### Problem:
The required output is the lines below from the line containing "One marker per instance, like [696,60]." to the line containing "One marker per instance, like [255,347].", inclusive, retyped exactly. No other lines belong in it.

### Given data:

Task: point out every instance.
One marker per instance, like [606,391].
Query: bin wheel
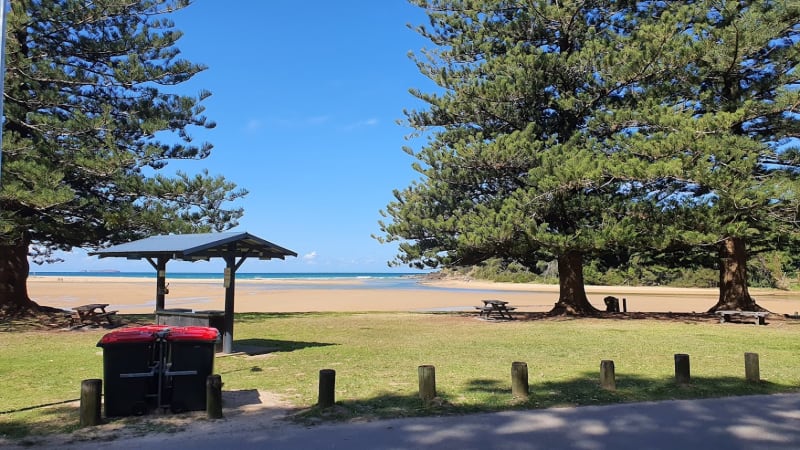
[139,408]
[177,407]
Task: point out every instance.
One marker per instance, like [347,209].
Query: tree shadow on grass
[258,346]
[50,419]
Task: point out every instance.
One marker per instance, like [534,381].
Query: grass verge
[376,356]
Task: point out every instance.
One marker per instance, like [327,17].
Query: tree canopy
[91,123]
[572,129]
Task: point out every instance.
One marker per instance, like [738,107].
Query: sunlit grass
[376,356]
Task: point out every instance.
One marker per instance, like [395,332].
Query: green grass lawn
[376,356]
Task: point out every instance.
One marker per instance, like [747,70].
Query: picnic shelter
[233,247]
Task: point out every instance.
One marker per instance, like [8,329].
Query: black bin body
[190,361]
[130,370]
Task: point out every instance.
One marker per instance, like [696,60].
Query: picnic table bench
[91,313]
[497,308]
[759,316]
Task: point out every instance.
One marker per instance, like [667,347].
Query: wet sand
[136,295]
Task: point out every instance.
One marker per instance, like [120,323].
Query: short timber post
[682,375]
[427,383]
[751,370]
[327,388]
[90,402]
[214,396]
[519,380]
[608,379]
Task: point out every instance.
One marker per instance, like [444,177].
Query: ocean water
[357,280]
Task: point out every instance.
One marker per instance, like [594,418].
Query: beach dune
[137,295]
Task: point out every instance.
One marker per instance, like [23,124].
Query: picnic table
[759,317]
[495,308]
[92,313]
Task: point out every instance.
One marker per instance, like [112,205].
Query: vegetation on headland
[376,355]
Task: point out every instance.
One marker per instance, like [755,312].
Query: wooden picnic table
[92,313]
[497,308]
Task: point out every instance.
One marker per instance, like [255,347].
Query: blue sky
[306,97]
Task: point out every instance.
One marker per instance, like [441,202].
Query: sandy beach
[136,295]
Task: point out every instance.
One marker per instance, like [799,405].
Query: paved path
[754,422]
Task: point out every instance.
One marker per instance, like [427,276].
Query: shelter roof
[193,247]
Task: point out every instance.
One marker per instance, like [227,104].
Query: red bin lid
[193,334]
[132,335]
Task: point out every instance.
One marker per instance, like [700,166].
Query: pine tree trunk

### Task answer:
One marker per instance, like [696,60].
Query: picnic table bench
[91,313]
[497,308]
[759,316]
Task: point out every instance.
One marker per instance, like [667,347].
Query: wet sand
[136,295]
Task: point out every instance.
One marker per instance, like [120,323].
Query: short timber post
[682,375]
[427,383]
[751,370]
[327,388]
[90,402]
[214,396]
[519,380]
[608,379]
Task: point out every instance.
One marker per instance, like [444,177].
Query: ocean water
[357,280]
Task: point out every instance.
One marker per instance, like [594,418].
Query: beach dune
[137,295]
Task: point out every instance.
One marker per instance, like [23,124].
Query: picnic table
[759,317]
[495,308]
[92,313]
Task: point out every instance.
One marker per instance, like [112,205].
Query: vegetation on headland
[376,355]
Task: point out every instance.
One marker per instance, like [755,312].
Query: wooden picnic table
[92,313]
[497,308]
Task: point out every instance.
One marker per instance, like [255,347].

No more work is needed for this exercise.